START RECORDS FOR THE EXERCISE

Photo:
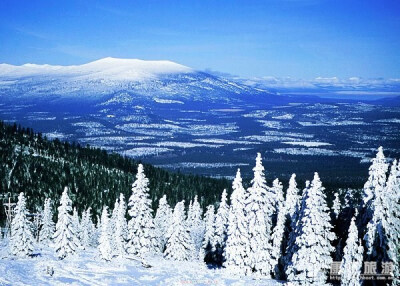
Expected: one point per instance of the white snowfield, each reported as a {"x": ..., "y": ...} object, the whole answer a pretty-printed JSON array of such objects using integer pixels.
[
  {"x": 107, "y": 68},
  {"x": 87, "y": 268}
]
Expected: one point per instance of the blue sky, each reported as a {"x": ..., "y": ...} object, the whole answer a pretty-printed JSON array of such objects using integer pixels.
[{"x": 296, "y": 38}]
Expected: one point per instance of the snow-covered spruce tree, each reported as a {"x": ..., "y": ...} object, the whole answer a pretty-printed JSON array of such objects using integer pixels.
[
  {"x": 336, "y": 207},
  {"x": 383, "y": 231},
  {"x": 221, "y": 229},
  {"x": 113, "y": 222},
  {"x": 85, "y": 230},
  {"x": 47, "y": 231},
  {"x": 312, "y": 256},
  {"x": 121, "y": 228},
  {"x": 237, "y": 243},
  {"x": 196, "y": 226},
  {"x": 375, "y": 184},
  {"x": 21, "y": 241},
  {"x": 393, "y": 213},
  {"x": 65, "y": 239},
  {"x": 179, "y": 245},
  {"x": 208, "y": 247},
  {"x": 292, "y": 197},
  {"x": 162, "y": 221},
  {"x": 350, "y": 268},
  {"x": 76, "y": 223},
  {"x": 295, "y": 223},
  {"x": 278, "y": 232},
  {"x": 141, "y": 231},
  {"x": 105, "y": 237},
  {"x": 259, "y": 209},
  {"x": 276, "y": 193}
]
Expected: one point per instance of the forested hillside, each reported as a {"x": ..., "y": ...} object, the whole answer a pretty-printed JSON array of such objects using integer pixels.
[{"x": 41, "y": 168}]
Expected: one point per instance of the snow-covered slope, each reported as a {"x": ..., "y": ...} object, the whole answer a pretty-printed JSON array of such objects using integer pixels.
[
  {"x": 113, "y": 68},
  {"x": 106, "y": 78}
]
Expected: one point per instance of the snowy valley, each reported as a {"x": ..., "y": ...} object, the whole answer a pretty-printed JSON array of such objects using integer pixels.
[{"x": 261, "y": 233}]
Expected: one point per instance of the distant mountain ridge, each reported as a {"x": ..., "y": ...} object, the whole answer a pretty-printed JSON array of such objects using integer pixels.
[{"x": 102, "y": 79}]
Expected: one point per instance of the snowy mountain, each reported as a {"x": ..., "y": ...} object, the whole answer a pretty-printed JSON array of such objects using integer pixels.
[{"x": 103, "y": 79}]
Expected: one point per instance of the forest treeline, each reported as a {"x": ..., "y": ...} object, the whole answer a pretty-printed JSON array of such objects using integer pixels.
[{"x": 41, "y": 168}]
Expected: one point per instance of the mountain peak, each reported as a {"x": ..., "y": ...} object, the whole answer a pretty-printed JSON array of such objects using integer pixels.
[{"x": 109, "y": 68}]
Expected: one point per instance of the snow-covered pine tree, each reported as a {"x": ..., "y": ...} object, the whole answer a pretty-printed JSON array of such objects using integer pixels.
[
  {"x": 375, "y": 184},
  {"x": 350, "y": 268},
  {"x": 292, "y": 197},
  {"x": 237, "y": 243},
  {"x": 121, "y": 228},
  {"x": 393, "y": 214},
  {"x": 279, "y": 230},
  {"x": 85, "y": 231},
  {"x": 179, "y": 244},
  {"x": 65, "y": 239},
  {"x": 21, "y": 241},
  {"x": 162, "y": 221},
  {"x": 141, "y": 230},
  {"x": 259, "y": 209},
  {"x": 336, "y": 207},
  {"x": 113, "y": 222},
  {"x": 276, "y": 192},
  {"x": 47, "y": 231},
  {"x": 105, "y": 237},
  {"x": 383, "y": 230},
  {"x": 208, "y": 247},
  {"x": 221, "y": 228},
  {"x": 76, "y": 223},
  {"x": 196, "y": 226},
  {"x": 295, "y": 222},
  {"x": 312, "y": 256}
]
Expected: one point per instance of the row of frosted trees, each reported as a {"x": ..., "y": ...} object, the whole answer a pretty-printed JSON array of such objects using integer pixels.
[{"x": 262, "y": 232}]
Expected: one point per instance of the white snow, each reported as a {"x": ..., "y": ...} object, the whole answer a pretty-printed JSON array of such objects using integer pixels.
[
  {"x": 167, "y": 101},
  {"x": 86, "y": 268},
  {"x": 103, "y": 69},
  {"x": 307, "y": 144}
]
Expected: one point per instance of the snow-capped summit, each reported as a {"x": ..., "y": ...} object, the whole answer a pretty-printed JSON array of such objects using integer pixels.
[
  {"x": 115, "y": 81},
  {"x": 110, "y": 68}
]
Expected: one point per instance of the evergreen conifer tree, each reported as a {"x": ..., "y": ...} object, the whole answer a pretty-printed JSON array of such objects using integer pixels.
[
  {"x": 65, "y": 239},
  {"x": 208, "y": 248},
  {"x": 47, "y": 231},
  {"x": 196, "y": 225},
  {"x": 350, "y": 268},
  {"x": 221, "y": 228},
  {"x": 141, "y": 231},
  {"x": 336, "y": 207},
  {"x": 383, "y": 230},
  {"x": 21, "y": 241},
  {"x": 238, "y": 243},
  {"x": 259, "y": 209},
  {"x": 374, "y": 185},
  {"x": 162, "y": 221},
  {"x": 179, "y": 245},
  {"x": 105, "y": 237},
  {"x": 292, "y": 197},
  {"x": 312, "y": 256},
  {"x": 121, "y": 228}
]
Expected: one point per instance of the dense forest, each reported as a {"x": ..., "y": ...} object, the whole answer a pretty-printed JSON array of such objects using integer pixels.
[{"x": 41, "y": 168}]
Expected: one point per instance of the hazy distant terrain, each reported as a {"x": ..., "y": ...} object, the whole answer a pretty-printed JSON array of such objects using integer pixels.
[{"x": 180, "y": 119}]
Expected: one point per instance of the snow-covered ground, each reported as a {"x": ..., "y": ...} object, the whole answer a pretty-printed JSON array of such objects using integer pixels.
[{"x": 87, "y": 269}]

END RECORDS FOR THE EXERCISE

• _THE PROBLEM_
Please copy the line holding "Expected: one point per instance of the snow-capped" and all lines after it to the end of the records, exactly, and nothing else.

• _FINISHED TASK_
Expected: one point per instance of the snow-capped summit, each reported as a {"x": ..., "y": ...} object, the whole answer a pretty-printed JSON array of such objects using integer pixels.
[
  {"x": 115, "y": 81},
  {"x": 110, "y": 68}
]
Expected: one point per instance of the evergreen conifer tree, each reported as a {"x": ..., "y": ...} object, the whole answer a pretty-printed JSON array of such objects using integer pixels.
[
  {"x": 65, "y": 239},
  {"x": 208, "y": 248},
  {"x": 47, "y": 231},
  {"x": 196, "y": 225},
  {"x": 350, "y": 268},
  {"x": 221, "y": 228},
  {"x": 141, "y": 231},
  {"x": 336, "y": 207},
  {"x": 383, "y": 230},
  {"x": 21, "y": 241},
  {"x": 238, "y": 243},
  {"x": 259, "y": 209},
  {"x": 374, "y": 185},
  {"x": 162, "y": 221},
  {"x": 179, "y": 245},
  {"x": 105, "y": 237},
  {"x": 292, "y": 197},
  {"x": 312, "y": 256},
  {"x": 121, "y": 228}
]
Expected: one point per instance of the dense forest, each reported as a {"x": ..., "y": ...} object, the whole answer a pretty-printed JSON array of such objects using integer pixels.
[{"x": 41, "y": 168}]
Expected: one point per instance of the hazy distant terrain, each reported as a {"x": ..., "y": ...} object, the whole answer a pretty-printed JSON array of such objects using integer pixels.
[{"x": 180, "y": 119}]
Expected: one point per instance of the snow-covered ground, each reported as a {"x": ..., "y": ...} object, the whole answer a pretty-printed JSON array of such objects using integer pixels.
[{"x": 87, "y": 269}]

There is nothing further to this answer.